Mesmo que o general seja solto hoje, há de se saborear uma pequena vingança. Pois ele já encontrou uma punição pouco banal quando em outubro de 1998 foi preso em Londres.
Pinochet não imaginava que isso pudesse lhe acontecer, pois, indo para Londres, ele pensava estar passando em casa. Como então seus conterrâneos civilizados (no caso, os europeus) não reconheceriam nele um par, um amigo, um próximo? Não bastaria os ingleses verificarem o perfume delicado do seu "after shave", o brilho de seus sapatos (que podiam até ser argentinos, mas imitação Bond Street) e o corte de suas camisas? Apesar da dor nas costas não veriam eles seu porte ereto e naturalmente autoritário?

O "The New York Times" relatou que, quando o detetive A. Hewitt, da Scotland Yard, lhe entregou o mandato de prisão, Pinochet comentou: "Estou sendo humilhado. Sou um general com 64 anos de serviço. Sou um gentleman que sabe o que é honra".

Pinochet se olha no espelho e vê o quê? Um oficial e um gentleman: a prestância de um soldado fiel e corajoso ou então a tranquila elegância de um militar aposentado instalado na poltrona de couro de um clube inglês. Devia, aliás, ser essa a imagem de si que o acompanhava nessa viagem a Londres.

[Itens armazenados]
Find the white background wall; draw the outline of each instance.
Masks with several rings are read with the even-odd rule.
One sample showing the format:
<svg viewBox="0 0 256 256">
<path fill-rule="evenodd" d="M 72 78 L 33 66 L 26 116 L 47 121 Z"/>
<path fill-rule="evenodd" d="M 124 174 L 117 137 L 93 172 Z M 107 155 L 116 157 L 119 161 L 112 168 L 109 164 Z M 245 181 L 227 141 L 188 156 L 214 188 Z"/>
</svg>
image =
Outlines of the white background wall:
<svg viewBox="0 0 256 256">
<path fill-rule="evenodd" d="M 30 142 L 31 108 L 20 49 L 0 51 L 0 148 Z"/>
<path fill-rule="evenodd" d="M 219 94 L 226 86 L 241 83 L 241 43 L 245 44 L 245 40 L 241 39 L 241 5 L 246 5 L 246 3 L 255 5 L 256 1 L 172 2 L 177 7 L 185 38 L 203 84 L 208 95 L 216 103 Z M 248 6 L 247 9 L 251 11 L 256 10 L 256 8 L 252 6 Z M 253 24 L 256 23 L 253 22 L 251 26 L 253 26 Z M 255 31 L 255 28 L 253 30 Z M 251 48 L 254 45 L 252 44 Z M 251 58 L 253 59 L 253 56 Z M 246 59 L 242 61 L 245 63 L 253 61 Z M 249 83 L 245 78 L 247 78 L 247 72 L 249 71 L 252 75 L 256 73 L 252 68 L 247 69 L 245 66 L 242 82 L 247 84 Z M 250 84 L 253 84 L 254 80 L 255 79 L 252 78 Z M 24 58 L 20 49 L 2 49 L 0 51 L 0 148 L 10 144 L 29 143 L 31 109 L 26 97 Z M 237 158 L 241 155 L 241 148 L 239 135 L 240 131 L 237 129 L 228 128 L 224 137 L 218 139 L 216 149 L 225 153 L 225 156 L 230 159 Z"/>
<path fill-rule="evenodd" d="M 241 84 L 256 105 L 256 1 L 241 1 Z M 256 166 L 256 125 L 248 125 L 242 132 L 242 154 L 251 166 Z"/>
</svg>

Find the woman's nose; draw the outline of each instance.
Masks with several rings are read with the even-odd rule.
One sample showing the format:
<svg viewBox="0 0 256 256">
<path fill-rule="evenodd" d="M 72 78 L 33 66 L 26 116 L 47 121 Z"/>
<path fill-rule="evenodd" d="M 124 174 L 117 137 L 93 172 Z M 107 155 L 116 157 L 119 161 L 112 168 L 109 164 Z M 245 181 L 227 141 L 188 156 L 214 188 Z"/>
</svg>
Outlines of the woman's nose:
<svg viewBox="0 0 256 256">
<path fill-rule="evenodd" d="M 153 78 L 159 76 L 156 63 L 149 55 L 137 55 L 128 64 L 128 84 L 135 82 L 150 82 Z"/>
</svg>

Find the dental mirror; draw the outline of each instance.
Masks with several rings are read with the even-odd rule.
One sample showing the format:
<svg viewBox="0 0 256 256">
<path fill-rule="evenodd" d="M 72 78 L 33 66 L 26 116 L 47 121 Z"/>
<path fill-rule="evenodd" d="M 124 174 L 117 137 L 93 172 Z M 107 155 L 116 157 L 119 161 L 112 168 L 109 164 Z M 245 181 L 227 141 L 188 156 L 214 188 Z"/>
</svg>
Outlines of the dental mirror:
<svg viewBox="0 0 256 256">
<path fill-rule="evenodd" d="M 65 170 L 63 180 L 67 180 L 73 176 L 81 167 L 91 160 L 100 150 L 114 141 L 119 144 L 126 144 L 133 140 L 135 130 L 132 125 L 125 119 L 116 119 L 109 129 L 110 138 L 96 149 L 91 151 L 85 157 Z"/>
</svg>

#### Item de trabalho
Imprima na íntegra, sem qualquer alteração, o texto sobre a prisão de Pinochet em Londres.

#### Resultado do exercício
Mesmo que o general seja solto hoje, há de se saborear uma pequena vingança. Pois ele já encontrou uma punição pouco banal quando em outubro de 1998 foi preso em Londres.
Pinochet não imaginava que isso pudesse lhe acontecer, pois, indo para Londres, ele pensava estar passando em casa. Como então seus conterrâneos civilizados (no caso, os europeus) não reconheceriam nele um par, um amigo, um próximo? Não bastaria os ingleses verificarem o perfume delicado do seu "after shave", o brilho de seus sapatos (que podiam até ser argentinos, mas imitação Bond Street) e o corte de suas camisas? Apesar da dor nas costas não veriam eles seu porte ereto e naturalmente autoritário?

O "The New York Times" relatou que, quando o detetive A. Hewitt, da Scotland Yard, lhe entregou o mandato de prisão, Pinochet comentou: "Estou sendo humilhado. Sou um general com 64 anos de serviço. Sou um gentleman que sabe o que é honra".

Pinochet se olha no espelho e vê o quê? Um oficial e um gentleman: a prestância de um soldado fiel e corajoso ou então a tranquila elegância de um militar aposentado instalado na poltrona de couro de um clube inglês. Devia, aliás, ser essa a imagem de si que o acompanhava nessa viagem a Londres.